• [Material shown]:
Segment Open

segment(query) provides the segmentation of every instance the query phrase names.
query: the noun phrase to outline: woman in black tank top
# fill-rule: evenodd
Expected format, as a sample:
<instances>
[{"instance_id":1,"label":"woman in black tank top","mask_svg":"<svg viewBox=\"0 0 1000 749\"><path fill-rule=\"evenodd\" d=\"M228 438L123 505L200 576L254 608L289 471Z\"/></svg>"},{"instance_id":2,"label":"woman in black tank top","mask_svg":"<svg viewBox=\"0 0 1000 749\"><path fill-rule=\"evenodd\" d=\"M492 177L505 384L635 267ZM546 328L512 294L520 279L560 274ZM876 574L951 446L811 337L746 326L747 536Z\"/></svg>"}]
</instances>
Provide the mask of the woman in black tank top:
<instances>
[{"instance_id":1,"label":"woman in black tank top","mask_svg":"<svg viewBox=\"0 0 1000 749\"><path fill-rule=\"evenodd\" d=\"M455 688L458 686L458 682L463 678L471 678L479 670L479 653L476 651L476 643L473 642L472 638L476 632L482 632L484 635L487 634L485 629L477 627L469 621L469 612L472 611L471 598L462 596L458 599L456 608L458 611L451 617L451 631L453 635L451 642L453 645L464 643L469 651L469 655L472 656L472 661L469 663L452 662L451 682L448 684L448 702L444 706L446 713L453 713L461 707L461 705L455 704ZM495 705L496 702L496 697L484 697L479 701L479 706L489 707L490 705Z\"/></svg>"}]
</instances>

Segment Closed

Using the material above, return each line in which the word "phrase" occurs.

segment(query) provides the segmentation of every instance the query phrase names.
query: the noun phrase to outline: woman in black tank top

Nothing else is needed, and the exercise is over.